======== Source text ========

The mandate of the Quality Secretariat is to promote and support the use of sound quality management practices across Statistics Canada.

The projects can be split into various subtopics with emphasis on the following:

Progress:

Capacity building

In 2016/2017, the Quality Secretariat developed a two-day pilot course on quality management for middle managers in subject-matter fields. The feedback was so overwhelmingly positive that it was clear that the Quality Secretariat did not have the capacity to offer such training to all potential participants. Instead, this fiscal year, the material was re-packaged into modules and made available to all Statistics Canada employees on the Internal Communications Network.

Another vehicle for capacity building is the Quality Guidelines. A revision of the Guidelines was undertaken this year. The most significant improvements are in terms of accessibility and relevance. The revised Guidelines are aligned with Version 5 of the Generic Statistical Business Process Model (GSBPM), offering succinct and specific quality assurance practices for activities throughout the statistical process, and covering sub-processes such as data integration and preparation of national accounts.

Other federal government departments have enquired about the quality management tools used at Statistics Canada. We openly share the Quality Assurance Framework and the Quality Guidelines, but these tools are very StatCan-centric. As the journey toward good quality management is long, with many small steps, the Quality Secretariat developed a Data Quality Toolkit, intended for anyone outside Statistics Canada who produces or uses data. The objective of the toolkit is to raise awareness about quality assurance practices. It offers two checklists, one for self-assessment by data producers, and the other to help users assess the fitness-for-use of a data set.

Quality indicators

There is growing need for tools to evaluate the sources of error and the magnitude of that error on administrative data. The Quality Secretariat worked with the Agriculture Division on providing the metadata for a preliminary admin-based release for the province of Alberta. For this situation, the established quality indicators for survey-based Statistics Canada releases were not applicable. We thus ensured that the note to users provided the requisite available metadata (e.g., timeliness), a warning about the lack of a true accuracy indicator, and the need to proceed with caution.

The Quality Secretariat was also approached by the Canadian Housing Statistics Program to discuss the data quality statement for their release in December 2017. It is clear that not only do we need new methods for measuring quality of administrative data, we also need new indicators and metadata to report the quality of data products composed in part or in whole of non-sample survey data.

========

• [Problems]:
(a) In the Quality Secretariat text, which version of the Generic Statistical Business Process Model are the revised Quality Guidelines aligned with?
(b) Rewrite every line of the records below, requests included, and increase each point coordinate in the answers by 3. Leave the numbers in the requests and their format samples unchanged, and omit the pictures.

======== Listing ========

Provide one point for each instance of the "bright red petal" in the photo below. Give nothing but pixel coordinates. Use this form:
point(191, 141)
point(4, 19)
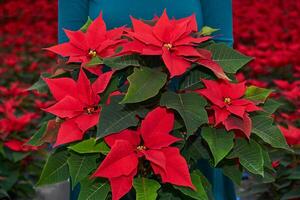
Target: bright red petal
point(121, 161)
point(121, 185)
point(67, 107)
point(236, 123)
point(61, 87)
point(68, 132)
point(102, 81)
point(176, 65)
point(130, 136)
point(86, 121)
point(177, 171)
point(155, 128)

========

• [Answers by task]:
(a) Version 5

(b)
Provide one point for each instance of the "bright red petal" in the photo below. Give nothing but pixel coordinates. Use this form:
point(191, 141)
point(4, 19)
Target: bright red petal
point(124, 164)
point(124, 188)
point(70, 110)
point(239, 126)
point(64, 90)
point(71, 135)
point(105, 84)
point(179, 68)
point(133, 139)
point(89, 124)
point(180, 174)
point(158, 131)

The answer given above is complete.